Jobs ->
1 – According to the youth ministry text, what does the ministry aim to lead teenagers to be?
2 – Please carry on the youth ministry text, starting right after its last sentence.

Text segment ->
-- START --
In order to create a long lasting and sustainable youth ministry you need to know what is going to help your ministry grow and flourish. On top of recruiting ministers and reaching out to teens you need to know which programs and events should stay, which ones need to be tweaked and which ones should go. To figure this out make sure you ask these three questions:
- Questions #1: Does this fulfill our purpose? To answer this question it’s important to revisit your mission (Discover the bottom line to your ministry: here) and determining whether or not you are fulfilling it’s purpose. In our case we need to examine whether or not we are still leading teenagers to be authentic, consistent and irresistible examples of Jesus Christ. If a program or component of our ministry does not meet that mission then we’ll only be leading ourselves in circles. A program that fulfills your purpose will fuel your ministry towards it’s vision.
-- END --
Dataset extract ->
-- START --
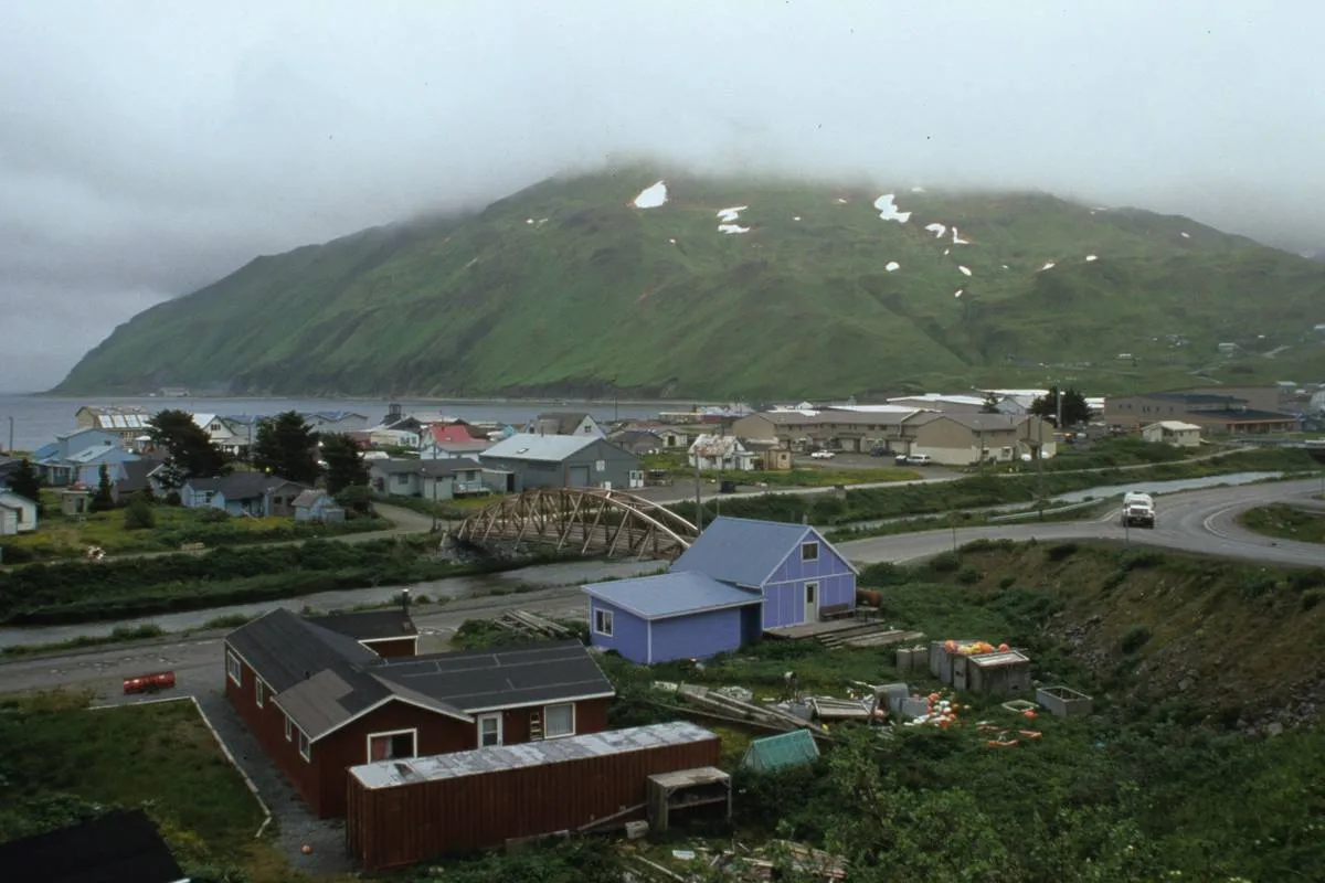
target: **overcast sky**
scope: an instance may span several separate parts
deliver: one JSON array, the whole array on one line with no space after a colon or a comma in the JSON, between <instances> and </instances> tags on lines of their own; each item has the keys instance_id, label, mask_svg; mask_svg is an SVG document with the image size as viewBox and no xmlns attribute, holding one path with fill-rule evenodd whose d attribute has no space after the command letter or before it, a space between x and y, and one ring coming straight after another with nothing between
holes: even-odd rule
-- END --
Answers by task ->
1 – Authentic, consistent and irresistible examples of Jesus Christ.

2 –
- Question #2: Is this a competing system? It’s good to have a competitive spirit; however, when you start planning programs that compete with other programs in your church or ministry you’ll only find frustration. When this happen you’ll need to look at whether your programs need tweaking, refocusing or possible elimination. When you have competing systems you exhaust yourself and your resources. It will create animosity in the staff culture and in the end no one wins.
- Question #3: Does the labor outweigh the fruit? Sometimes you might have an idea to add to your program. You find that it works and is successful; however, the amount of time you put into it outweighs the benefits. Again, revisit whether or not what you are doing is sustainable and then scale back. This can be painful because it can involve eliminating something we cherished and championed.